* START Items *

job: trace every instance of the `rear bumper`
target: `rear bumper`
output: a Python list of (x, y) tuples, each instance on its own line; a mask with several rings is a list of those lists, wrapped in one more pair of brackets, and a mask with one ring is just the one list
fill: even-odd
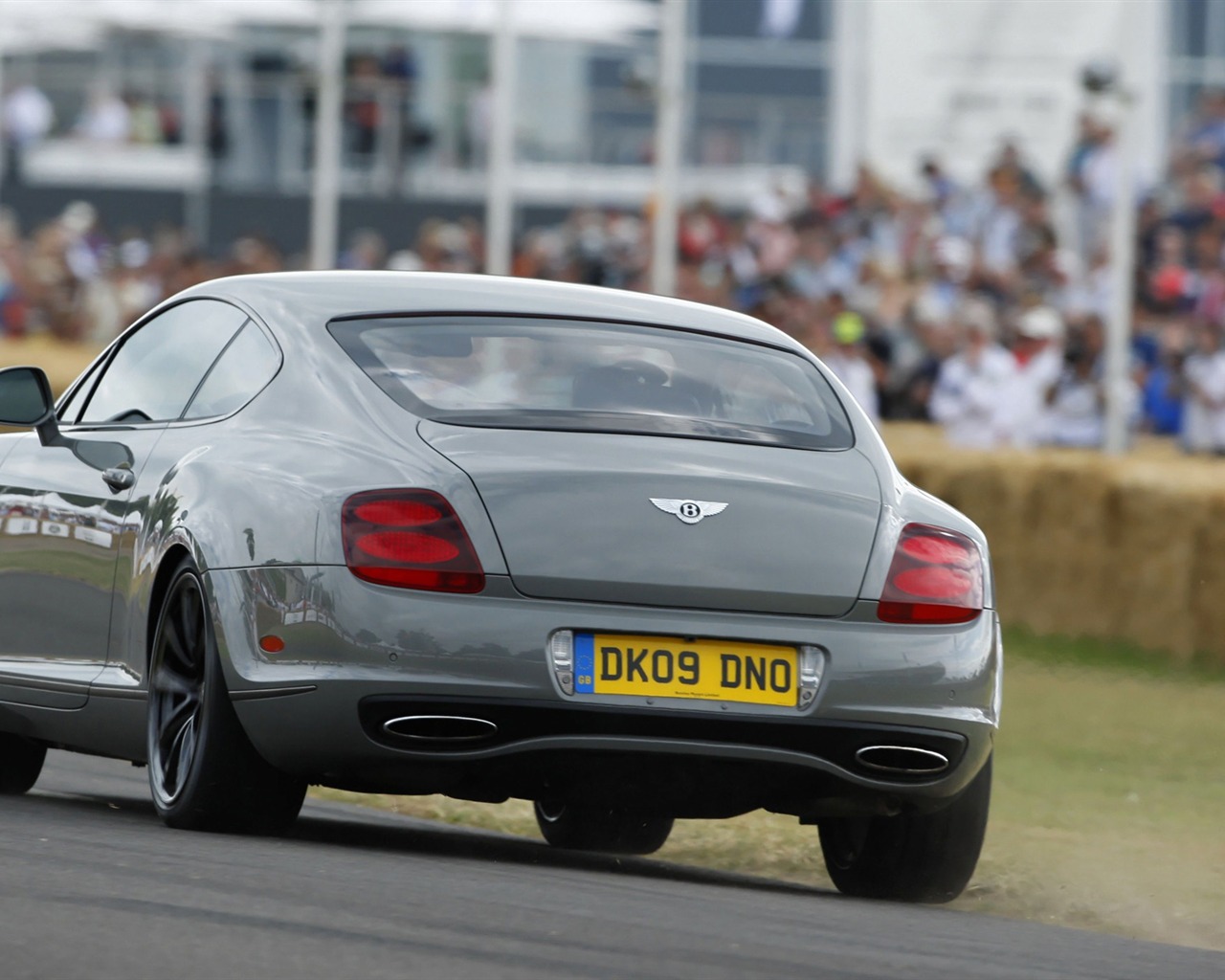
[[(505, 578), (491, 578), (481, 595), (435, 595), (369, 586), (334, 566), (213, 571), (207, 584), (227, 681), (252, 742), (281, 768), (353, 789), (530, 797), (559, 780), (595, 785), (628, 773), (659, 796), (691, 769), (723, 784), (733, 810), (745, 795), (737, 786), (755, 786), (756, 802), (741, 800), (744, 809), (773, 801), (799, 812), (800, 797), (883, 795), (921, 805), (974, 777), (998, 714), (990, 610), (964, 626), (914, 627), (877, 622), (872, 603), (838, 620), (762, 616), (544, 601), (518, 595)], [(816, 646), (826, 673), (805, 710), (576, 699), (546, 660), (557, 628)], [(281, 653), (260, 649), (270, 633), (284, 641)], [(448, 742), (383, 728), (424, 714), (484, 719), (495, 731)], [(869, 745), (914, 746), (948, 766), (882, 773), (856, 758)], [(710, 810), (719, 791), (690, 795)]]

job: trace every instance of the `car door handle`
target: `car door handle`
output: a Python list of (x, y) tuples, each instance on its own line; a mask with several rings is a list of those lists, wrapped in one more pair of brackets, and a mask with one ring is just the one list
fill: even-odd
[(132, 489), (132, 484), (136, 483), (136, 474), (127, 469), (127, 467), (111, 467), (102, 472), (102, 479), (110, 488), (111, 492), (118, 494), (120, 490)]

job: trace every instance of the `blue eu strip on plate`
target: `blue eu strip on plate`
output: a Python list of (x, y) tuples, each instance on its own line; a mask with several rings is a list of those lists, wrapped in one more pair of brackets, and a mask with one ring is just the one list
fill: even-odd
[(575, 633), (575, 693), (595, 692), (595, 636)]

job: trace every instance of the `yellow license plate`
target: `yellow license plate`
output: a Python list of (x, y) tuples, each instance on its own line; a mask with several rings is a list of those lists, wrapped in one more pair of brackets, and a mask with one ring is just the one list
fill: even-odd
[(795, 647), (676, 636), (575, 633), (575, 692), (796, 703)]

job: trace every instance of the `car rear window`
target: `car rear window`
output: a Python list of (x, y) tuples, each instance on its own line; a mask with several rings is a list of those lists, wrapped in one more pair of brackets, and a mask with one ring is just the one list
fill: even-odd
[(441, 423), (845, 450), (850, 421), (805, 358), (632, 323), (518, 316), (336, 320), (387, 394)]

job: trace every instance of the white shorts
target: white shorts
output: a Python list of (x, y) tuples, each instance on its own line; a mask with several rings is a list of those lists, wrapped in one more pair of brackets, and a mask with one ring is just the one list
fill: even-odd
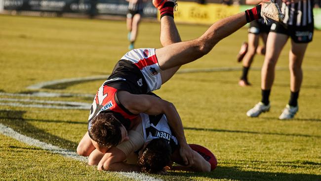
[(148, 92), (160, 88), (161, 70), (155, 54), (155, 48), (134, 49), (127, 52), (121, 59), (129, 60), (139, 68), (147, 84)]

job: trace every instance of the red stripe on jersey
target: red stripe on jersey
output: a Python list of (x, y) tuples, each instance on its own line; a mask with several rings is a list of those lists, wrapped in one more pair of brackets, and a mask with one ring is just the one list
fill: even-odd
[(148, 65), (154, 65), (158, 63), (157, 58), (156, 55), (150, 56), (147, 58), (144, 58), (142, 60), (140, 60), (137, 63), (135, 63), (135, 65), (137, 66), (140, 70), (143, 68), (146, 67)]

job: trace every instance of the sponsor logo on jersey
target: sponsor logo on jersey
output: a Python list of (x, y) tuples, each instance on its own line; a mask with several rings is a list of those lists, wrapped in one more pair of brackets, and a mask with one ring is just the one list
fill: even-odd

* END Items *

(Directions for this task):
Reproduce the lines from the beginning of the rows through the line that contains "791), (690, 795)]]", with the requests included and every coordinate in the answers offset by 138. Omit the pictures.

(The completed task):
job: trace every instance of the `rear bumper`
target: `rear bumper`
output: a Python list of (x, y) tuples, each instance on its own line; a mask with several rings is a list of those lists, wrapped in one more pair of brackets, and a mask with one ring is just the one list
fill: even-odd
[[(643, 716), (629, 716), (619, 733), (573, 733), (507, 724), (472, 704), (351, 709), (345, 722), (365, 819), (390, 880), (419, 906), (491, 927), (668, 935), (697, 918), (733, 923), (766, 911), (797, 934), (829, 907), (861, 922), (871, 948), (883, 933), (875, 924), (893, 924), (894, 940), (879, 938), (882, 947), (911, 939), (937, 950), (938, 935), (1021, 933), (1059, 943), (1112, 915), (1136, 852), (1128, 748), (1102, 764), (1052, 765), (1015, 760), (1010, 741), (976, 758), (900, 754), (682, 739), (656, 733)], [(954, 784), (964, 811), (943, 848), (714, 837), (684, 798), (695, 766)], [(419, 791), (398, 787), (408, 771), (422, 779)], [(586, 880), (521, 866), (562, 852), (622, 857), (633, 869)], [(1007, 883), (1052, 884), (1086, 904), (1020, 911), (994, 896)], [(848, 948), (857, 929), (828, 933)]]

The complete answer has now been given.